_What this task involves:_ Please summarize the text below on high-stakes testing for disabled children in two sentences.

Question: Is my disabled child subject to high stakes testing?

Answer:  First, each state establishes what tests they will use to determine educational progress Therefore, anyone who questions whether their child is required to take a particular test, and if required, what accommodations will be made needs to contact their state department of education. For children under IDEA, their Individualized Education Plan (IEP) will govern this area, as will a student’s plan for accommodations under §504. In general, the IEP or §504 Team has four alternatives available:

1. The student takes the test with his or her classmates in the exact same manner as other students.

2. The student takes the test with approved modifications (oral administration, added time, etc.). The list of available modifications should be available from the state department of education.

3. The student takes an alternative assessment based on the same achievement standards as the regular assessment, but the assessment tool is (designed (re-designed) to address student’s unique needs. While some states may not have an alternative assessment and other may only have one form, an argument can be made that the assessment tool needs to be individualized to the each student.

_Data segment:_
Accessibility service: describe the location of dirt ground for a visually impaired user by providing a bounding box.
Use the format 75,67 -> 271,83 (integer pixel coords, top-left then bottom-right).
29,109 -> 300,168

_Written response:_ Each state decides which tests it uses to determine educational progress, so anyone asking whether their child must take a particular test, and with what accommodations, needs to contact the state department of education. For a student under IDEA or §504, the IEP or accommodation plan governs testing, and the options include taking the test like classmates, taking it with approved modifications such as oral administration or added time, or taking an alternative assessment that uses the same achievement standards but is designed to address the student's unique needs.